> **DATA EXTRACT**
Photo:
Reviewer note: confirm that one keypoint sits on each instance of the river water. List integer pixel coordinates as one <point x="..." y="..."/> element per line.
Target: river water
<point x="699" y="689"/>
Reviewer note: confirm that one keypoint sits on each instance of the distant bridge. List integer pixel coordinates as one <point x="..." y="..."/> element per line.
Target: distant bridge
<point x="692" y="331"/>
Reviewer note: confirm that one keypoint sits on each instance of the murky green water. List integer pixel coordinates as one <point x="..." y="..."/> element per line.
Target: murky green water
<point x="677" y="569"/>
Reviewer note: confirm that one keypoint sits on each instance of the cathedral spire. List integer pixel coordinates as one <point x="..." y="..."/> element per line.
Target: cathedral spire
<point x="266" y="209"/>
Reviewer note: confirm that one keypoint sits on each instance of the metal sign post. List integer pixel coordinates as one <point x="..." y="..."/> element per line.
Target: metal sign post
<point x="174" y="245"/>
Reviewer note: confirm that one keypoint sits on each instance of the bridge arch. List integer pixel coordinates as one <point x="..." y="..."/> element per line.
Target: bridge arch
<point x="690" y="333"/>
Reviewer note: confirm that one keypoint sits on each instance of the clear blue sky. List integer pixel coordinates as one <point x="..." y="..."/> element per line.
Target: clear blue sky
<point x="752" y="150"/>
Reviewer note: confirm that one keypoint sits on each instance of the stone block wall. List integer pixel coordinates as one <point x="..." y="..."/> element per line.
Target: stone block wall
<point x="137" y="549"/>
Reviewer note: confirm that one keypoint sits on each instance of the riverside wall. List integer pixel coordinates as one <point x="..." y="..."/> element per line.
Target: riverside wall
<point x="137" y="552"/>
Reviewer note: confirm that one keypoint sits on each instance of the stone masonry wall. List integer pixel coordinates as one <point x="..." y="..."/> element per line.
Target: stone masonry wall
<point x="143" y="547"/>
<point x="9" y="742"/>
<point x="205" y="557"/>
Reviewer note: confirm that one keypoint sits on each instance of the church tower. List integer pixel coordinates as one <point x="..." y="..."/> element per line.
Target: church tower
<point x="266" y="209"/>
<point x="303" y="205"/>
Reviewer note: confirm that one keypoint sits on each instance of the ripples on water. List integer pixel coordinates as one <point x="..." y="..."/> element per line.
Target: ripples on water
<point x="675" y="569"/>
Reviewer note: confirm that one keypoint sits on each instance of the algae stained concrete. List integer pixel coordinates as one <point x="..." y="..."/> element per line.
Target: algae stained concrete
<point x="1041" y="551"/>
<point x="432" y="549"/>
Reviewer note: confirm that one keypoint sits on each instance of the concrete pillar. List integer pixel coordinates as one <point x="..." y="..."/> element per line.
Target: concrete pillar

> **WORK REQUIRED**
Revise the records above so that every "keypoint" becomes "marker", with everything else left the same.

> **ANSWER FOR THE TASK**
Photo:
Reviewer note: confirm that one marker sits on each instance of the river water. List integer pixel coordinates as one <point x="..." y="..."/> element per line.
Target: river water
<point x="699" y="689"/>
Reviewer note: confirm that one marker sits on each instance of the distant bridge. List integer pixel coordinates as one <point x="..." y="..."/> element per line.
Target: distant bridge
<point x="692" y="331"/>
Reviewer note: confirm that one marker sits on each instance of the murky green water. List integer pixel coordinates as one <point x="..." y="..."/> element per line.
Target: murky green water
<point x="677" y="569"/>
Reviewer note: confirm that one marker sits on each instance of the cathedral spire. List integer pixel coordinates as one <point x="..." y="..."/> element per line.
Target: cathedral spire
<point x="266" y="209"/>
Reviewer note: confirm that one marker sits on each instance of the metal sign post. List integer pixel coordinates as one <point x="..." y="..."/> element per line.
Target: metal sign post
<point x="174" y="245"/>
Reviewer note: confirm that one marker sits on each instance of the bridge arch. List integer pixel coordinates as one <point x="..." y="..."/> element per line.
Target: bridge arch
<point x="690" y="333"/>
Reviewer note: confirm that one marker sits on each instance of the clear blue sky. List integer pixel coordinates as one <point x="..." y="..."/> element per line.
Target: clear blue sky
<point x="752" y="150"/>
Reviewer note: confirm that one marker sits on each instance of the stone block wall. List integer pixel coordinates as one <point x="..." y="..."/> element per line.
Target: stone block wall
<point x="137" y="549"/>
Reviewer note: confirm that one marker sits on each instance of the riverside wall. List integer pixel coordinates as one <point x="..." y="..."/> element per line.
Target: riverside wall
<point x="137" y="552"/>
Reviewer note: confirm that one marker sits on each instance of the stone masonry wall. List integer pixel coordinates as one <point x="..." y="..."/> element per line.
Target: stone masonry wall
<point x="143" y="547"/>
<point x="9" y="742"/>
<point x="205" y="557"/>
Reviewer note: confirm that one marker sits on each instance of the church tower. List integer pixel coordinates as one <point x="..." y="..."/> element per line.
Target: church tower
<point x="266" y="209"/>
<point x="303" y="205"/>
Reviewer note: confirm that one marker sits on each instance of the ripples on water. List integer pixel coordinates as one <point x="..." y="..."/> element per line.
Target: ripples on water
<point x="675" y="569"/>
Reviewer note: confirm that one marker sits on each instance of the algae stained concrete. List integer pixel coordinates as one <point x="..." y="..."/> element per line.
Target: algae stained concrete
<point x="1041" y="551"/>
<point x="432" y="549"/>
Reviewer note: confirm that one marker sits on each instance of the concrete pillar. List integer pixel coordinates as one <point x="..." y="..."/> element per line.
Target: concrete pillar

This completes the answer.